** Opening INFORMATION SHOWN block **

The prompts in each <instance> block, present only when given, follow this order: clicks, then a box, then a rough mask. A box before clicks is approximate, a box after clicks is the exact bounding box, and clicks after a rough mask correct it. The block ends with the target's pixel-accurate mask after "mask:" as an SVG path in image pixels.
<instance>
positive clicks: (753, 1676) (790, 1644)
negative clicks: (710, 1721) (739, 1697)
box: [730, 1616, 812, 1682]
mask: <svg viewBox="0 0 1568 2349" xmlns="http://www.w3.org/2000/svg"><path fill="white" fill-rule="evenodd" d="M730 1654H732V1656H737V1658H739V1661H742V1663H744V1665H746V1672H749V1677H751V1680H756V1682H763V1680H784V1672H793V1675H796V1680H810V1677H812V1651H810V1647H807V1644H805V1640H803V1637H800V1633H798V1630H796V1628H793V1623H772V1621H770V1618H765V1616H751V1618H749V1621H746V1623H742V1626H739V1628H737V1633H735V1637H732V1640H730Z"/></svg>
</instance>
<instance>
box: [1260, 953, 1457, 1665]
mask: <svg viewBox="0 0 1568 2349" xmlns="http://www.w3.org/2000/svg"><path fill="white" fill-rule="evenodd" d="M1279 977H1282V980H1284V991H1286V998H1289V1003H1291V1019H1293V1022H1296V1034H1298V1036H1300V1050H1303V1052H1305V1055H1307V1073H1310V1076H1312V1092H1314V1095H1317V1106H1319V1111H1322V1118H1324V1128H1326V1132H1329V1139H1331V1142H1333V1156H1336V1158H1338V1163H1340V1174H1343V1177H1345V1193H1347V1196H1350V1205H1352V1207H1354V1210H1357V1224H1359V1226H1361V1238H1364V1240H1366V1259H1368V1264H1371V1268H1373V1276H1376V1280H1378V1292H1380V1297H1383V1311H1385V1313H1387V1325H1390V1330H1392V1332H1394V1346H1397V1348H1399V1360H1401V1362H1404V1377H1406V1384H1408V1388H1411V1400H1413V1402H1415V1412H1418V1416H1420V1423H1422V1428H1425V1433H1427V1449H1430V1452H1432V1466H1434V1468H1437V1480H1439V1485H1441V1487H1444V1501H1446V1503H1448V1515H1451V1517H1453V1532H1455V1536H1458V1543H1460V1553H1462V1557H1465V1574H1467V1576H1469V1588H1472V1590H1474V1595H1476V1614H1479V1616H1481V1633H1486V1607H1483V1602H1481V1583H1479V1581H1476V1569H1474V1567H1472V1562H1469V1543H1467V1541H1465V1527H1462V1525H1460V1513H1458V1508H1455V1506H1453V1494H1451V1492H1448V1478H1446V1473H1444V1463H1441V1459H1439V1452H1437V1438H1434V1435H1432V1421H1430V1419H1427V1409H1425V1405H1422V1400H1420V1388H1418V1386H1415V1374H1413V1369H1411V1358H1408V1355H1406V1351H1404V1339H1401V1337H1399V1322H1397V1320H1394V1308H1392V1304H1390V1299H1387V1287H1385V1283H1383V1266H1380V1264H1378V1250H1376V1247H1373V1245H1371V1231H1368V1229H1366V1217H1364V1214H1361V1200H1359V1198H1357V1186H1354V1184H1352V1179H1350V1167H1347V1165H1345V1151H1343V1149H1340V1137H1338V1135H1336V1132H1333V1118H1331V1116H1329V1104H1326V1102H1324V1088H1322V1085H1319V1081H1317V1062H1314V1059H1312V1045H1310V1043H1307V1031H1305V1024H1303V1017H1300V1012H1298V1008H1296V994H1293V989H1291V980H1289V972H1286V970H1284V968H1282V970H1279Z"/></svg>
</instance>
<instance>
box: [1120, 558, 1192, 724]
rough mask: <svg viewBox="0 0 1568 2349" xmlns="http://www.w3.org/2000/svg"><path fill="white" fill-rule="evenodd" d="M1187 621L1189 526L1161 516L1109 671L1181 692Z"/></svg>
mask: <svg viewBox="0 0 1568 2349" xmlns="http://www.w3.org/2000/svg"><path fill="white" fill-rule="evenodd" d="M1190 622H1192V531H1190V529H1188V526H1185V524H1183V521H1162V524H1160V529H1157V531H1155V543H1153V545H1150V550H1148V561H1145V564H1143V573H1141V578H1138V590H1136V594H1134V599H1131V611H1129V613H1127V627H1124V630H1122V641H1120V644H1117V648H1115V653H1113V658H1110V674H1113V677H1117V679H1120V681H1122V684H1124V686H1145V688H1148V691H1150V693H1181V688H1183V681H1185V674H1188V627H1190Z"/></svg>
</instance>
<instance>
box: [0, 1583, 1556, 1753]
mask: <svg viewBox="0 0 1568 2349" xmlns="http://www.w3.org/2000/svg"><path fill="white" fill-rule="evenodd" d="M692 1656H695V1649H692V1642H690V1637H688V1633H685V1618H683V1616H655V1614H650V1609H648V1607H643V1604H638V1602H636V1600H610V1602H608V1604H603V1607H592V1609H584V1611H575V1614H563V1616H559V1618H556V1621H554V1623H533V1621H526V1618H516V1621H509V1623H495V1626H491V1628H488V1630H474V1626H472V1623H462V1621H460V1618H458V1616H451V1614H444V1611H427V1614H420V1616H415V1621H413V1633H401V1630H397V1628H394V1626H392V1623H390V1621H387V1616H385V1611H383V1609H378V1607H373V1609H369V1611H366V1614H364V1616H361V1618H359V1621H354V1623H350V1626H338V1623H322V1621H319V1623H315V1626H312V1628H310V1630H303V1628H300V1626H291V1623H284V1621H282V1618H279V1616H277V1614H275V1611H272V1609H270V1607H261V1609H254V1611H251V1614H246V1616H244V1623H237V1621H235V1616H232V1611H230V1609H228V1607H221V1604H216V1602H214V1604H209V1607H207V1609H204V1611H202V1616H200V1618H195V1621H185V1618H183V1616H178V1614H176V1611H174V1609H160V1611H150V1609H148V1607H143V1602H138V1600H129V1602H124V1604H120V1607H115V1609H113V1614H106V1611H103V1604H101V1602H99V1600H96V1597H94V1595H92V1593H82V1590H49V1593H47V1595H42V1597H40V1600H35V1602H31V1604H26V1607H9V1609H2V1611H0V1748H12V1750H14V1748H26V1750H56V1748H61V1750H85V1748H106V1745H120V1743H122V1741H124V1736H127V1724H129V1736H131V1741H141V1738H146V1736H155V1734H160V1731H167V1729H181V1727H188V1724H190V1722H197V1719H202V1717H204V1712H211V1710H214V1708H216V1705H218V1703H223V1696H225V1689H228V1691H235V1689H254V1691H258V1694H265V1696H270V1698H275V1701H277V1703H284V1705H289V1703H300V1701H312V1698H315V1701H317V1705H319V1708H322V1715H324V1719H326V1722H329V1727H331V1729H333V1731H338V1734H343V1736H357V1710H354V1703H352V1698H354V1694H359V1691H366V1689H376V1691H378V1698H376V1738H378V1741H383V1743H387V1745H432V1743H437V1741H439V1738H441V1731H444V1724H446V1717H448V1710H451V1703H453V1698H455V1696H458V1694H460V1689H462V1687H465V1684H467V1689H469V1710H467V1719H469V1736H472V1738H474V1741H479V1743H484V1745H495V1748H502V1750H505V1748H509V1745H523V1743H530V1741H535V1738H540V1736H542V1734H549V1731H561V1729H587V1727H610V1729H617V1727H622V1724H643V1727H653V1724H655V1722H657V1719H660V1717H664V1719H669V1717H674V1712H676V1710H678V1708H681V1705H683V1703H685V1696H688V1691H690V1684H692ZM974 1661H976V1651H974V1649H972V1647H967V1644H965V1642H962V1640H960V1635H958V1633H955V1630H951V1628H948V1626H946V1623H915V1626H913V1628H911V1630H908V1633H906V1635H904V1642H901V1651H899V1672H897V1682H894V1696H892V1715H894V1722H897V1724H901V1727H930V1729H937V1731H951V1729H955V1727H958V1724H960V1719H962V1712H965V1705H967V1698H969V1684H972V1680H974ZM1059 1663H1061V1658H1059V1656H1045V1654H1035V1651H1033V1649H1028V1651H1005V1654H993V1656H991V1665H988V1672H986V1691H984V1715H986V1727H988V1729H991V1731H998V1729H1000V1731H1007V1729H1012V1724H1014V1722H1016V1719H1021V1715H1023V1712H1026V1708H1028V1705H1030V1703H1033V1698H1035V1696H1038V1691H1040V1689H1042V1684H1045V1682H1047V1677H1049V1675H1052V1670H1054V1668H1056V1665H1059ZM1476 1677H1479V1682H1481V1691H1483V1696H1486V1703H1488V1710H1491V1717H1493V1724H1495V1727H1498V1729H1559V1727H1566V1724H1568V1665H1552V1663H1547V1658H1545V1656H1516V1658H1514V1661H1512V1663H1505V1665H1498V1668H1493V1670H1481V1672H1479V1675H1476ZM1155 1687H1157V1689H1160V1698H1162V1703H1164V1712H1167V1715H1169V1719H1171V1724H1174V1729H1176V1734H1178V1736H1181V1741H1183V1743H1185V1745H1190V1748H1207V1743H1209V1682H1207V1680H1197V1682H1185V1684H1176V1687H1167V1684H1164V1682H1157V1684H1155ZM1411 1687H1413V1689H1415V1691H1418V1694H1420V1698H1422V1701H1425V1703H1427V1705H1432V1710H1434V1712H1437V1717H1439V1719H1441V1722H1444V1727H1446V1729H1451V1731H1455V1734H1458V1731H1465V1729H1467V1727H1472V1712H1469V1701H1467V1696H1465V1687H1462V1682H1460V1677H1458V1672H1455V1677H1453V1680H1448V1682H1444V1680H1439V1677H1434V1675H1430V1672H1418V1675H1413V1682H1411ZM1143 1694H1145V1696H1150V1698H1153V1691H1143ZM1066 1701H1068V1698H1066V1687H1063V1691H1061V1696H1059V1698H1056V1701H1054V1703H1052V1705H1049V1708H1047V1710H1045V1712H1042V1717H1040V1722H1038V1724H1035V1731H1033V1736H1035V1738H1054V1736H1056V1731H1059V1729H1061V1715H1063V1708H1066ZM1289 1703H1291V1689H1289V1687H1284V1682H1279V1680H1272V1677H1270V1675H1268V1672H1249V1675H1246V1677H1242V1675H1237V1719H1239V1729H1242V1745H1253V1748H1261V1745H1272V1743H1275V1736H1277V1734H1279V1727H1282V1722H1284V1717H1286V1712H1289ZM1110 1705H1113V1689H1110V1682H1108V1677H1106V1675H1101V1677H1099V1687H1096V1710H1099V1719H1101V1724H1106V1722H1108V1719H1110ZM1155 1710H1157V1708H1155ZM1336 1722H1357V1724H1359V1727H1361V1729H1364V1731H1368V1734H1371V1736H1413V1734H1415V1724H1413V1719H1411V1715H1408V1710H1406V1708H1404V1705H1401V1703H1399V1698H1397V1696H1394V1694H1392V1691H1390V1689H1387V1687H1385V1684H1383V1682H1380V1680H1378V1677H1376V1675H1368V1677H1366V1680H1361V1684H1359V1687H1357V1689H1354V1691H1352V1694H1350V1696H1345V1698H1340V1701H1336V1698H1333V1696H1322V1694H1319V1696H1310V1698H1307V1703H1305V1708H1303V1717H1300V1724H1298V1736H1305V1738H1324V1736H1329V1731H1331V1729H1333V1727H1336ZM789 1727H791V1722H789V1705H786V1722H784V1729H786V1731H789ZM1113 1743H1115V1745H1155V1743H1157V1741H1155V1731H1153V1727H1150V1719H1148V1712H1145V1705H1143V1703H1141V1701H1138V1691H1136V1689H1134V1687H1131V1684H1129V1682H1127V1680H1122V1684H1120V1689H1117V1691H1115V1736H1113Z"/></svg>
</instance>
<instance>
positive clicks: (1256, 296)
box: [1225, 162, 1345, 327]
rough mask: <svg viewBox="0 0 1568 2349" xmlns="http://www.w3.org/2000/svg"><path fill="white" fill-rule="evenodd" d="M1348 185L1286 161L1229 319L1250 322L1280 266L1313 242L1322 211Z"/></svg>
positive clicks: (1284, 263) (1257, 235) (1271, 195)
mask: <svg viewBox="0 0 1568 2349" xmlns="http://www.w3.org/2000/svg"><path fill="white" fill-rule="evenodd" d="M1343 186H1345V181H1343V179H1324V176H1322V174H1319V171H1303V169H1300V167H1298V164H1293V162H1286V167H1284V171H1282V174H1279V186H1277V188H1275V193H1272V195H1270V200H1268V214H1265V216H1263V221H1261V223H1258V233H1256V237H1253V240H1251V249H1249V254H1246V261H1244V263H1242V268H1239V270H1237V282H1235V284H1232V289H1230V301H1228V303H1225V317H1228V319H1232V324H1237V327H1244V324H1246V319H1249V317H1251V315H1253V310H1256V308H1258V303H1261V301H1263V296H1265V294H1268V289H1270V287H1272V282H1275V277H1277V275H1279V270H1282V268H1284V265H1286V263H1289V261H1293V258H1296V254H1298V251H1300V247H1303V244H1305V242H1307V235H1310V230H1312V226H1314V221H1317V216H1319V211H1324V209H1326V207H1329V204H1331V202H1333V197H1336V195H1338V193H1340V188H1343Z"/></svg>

** Closing INFORMATION SHOWN block **

WORK TO BE COMPLETED → With the line that contains "box: [1225, 162, 1345, 327]" as the first and the final line of the data as the last, repeat every line in that span exactly.

ANSWER BOX →
box: [1225, 162, 1345, 327]
rough mask: <svg viewBox="0 0 1568 2349" xmlns="http://www.w3.org/2000/svg"><path fill="white" fill-rule="evenodd" d="M1348 185L1286 161L1229 319L1250 322L1280 266L1313 242L1322 211Z"/></svg>
positive clicks: (1284, 263) (1257, 235) (1271, 195)
mask: <svg viewBox="0 0 1568 2349" xmlns="http://www.w3.org/2000/svg"><path fill="white" fill-rule="evenodd" d="M1343 186H1345V181H1343V179H1324V176H1322V174H1319V171H1303V169H1300V167H1298V164H1293V162H1286V167H1284V171H1282V174H1279V186H1277V188H1275V193H1272V195H1270V200H1268V214H1265V216H1263V221H1261V223H1258V233H1256V237H1253V240H1251V249H1249V254H1246V261H1244V263H1242V268H1239V270H1237V282H1235V284H1232V289H1230V301H1228V303H1225V317H1228V319H1232V324H1237V327H1244V324H1246V319H1249V317H1251V315H1253V310H1256V308H1258V303H1261V301H1263V296H1265V294H1268V289H1270V287H1272V282H1275V277H1277V275H1279V270H1282V268H1284V265H1286V263H1289V261H1293V258H1296V254H1298V251H1300V247H1303V244H1305V242H1307V235H1310V230H1312V226H1314V221H1317V216H1319V211H1324V209H1326V207H1329V204H1331V202H1333V197H1336V195H1338V193H1340V188H1343Z"/></svg>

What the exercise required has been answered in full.